━━ Excerpt provided ━━

There's more than one way to get a doormat flounder.

Flounder fishing with a hook and line is fun, but gigging them at night can be awesome. Night gigging provides a unique perspective of saltwater creeks and waterways.

With powerful beams of lights directed at the water, nocturnal fishermen can see a myriad of sea life in the shallows. Blue crabs, shrimp, redfish, sheepshead and assorted species of forage-sized fish are abundant this time of year.

But of particular interest to many of these night prowlers are doormat-size flounder. These fish thrive as ambush predators and settle on the bottom in mere inches of water, waiting to chow down on unsuspecting prey.

Fattened by a summer of hearty foraging, fall flounders are fat and frisky. And there are a number of flounder fishermen who employ gigging as a primary technique to load the freezer with these great-tasting fish.

Mike Cox of Awendaw is certainly one of the best giggers at the S.C. coast. Cox, who has been gigging flounder most of his adult life, adapted and refined his techniques to take advantage of this opportunity.

Cox acknowledged flounder gigging is an oft-overlooked method of catching fish for saltwater lovers. It's an extremely effective way to load up on some of the best-tasting seafood in the water, and it's inexpensive fun.

Flounder, he said, most often during early fall are shallow-water feeders, especially at night. During the nocturnal hours, these fish move very shallow near the water's edge, often in mere inches, and settle on the bottom to ambush their forage as it swims by.

Simply described by Cox, flounder gigging requires hunters to rig lights on their boats so they can see the bottom in front and at each side. They employ a long-poled gig to push the boat, gigging flounder when they spot them.

Perhaps this explanation is a bit oversimplified, Cox said, but the process isn't really difficult.

Cox employs a big generator to run his two powerful 500-watt lights on his boat. Rigged and ready, he effectively can cover a wide area of shallow bottom in front of and at each side of his boat. However a high-profile rig such as Cox's isn't essential to flounder gigging success, especially when first getting started.

━━━
━━ Raw data ━━

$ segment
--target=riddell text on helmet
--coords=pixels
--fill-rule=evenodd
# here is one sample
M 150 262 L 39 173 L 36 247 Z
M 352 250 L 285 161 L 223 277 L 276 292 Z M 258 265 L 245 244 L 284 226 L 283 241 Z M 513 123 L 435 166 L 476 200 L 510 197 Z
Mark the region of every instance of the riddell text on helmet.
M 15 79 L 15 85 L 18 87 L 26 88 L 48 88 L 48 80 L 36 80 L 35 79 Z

━━━

▶ [Task instructions]
1. In the flounder gigging article, what does Cox use to power the lights on his boat?
2. From the flounder gigging article, write out the passage starting with "Flounder fishing with" and going on through "creeks and waterways.".
The listing is separate from the flounder gigging article.

▶ [Outputs by task]
1. A big generator.

2.
Flounder fishing with a hook and line is fun, but gigging them at night can be awesome. Night gigging provides a unique perspective of saltwater creeks and waterways.